## RECORD SET
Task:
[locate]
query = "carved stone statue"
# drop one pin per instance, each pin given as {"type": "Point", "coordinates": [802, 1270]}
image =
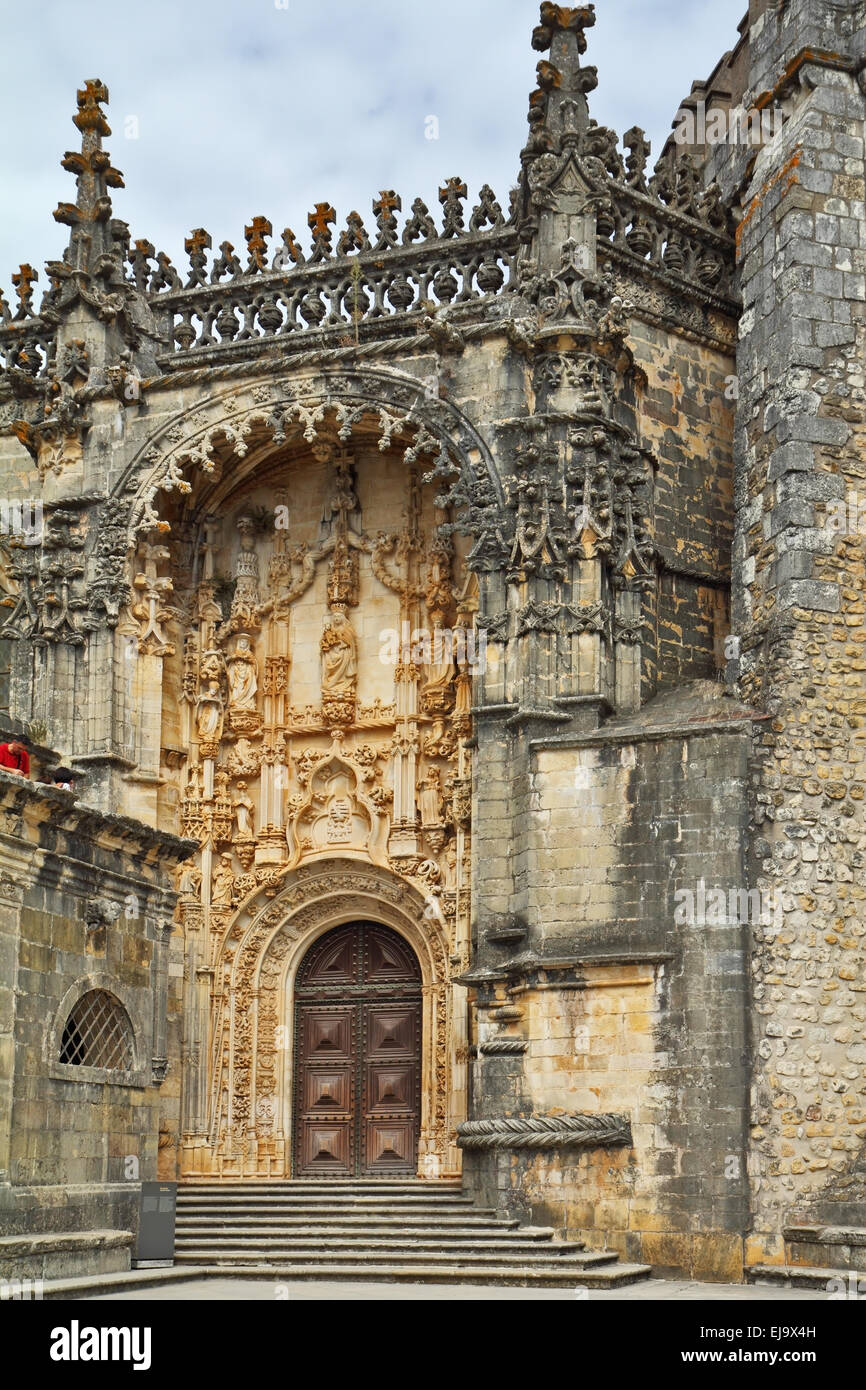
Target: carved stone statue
{"type": "Point", "coordinates": [242, 672]}
{"type": "Point", "coordinates": [243, 812]}
{"type": "Point", "coordinates": [209, 719]}
{"type": "Point", "coordinates": [430, 798]}
{"type": "Point", "coordinates": [242, 676]}
{"type": "Point", "coordinates": [338, 669]}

## PROBLEM STATEMENT
Rewrite the listing above line for line, request lines included, with 129 added to each coordinate value in the answer points; the sample coordinates inside the request stay unchanged. Omit the picture.

## SOLUTION FOR THIS TASK
Task:
[locate]
query = "carved stone statue"
# drop one pin per instance, each pin given as {"type": "Point", "coordinates": [802, 1270]}
image =
Target: carved stone statue
{"type": "Point", "coordinates": [371, 801]}
{"type": "Point", "coordinates": [372, 941]}
{"type": "Point", "coordinates": [338, 848]}
{"type": "Point", "coordinates": [559, 927]}
{"type": "Point", "coordinates": [371, 805]}
{"type": "Point", "coordinates": [467, 798]}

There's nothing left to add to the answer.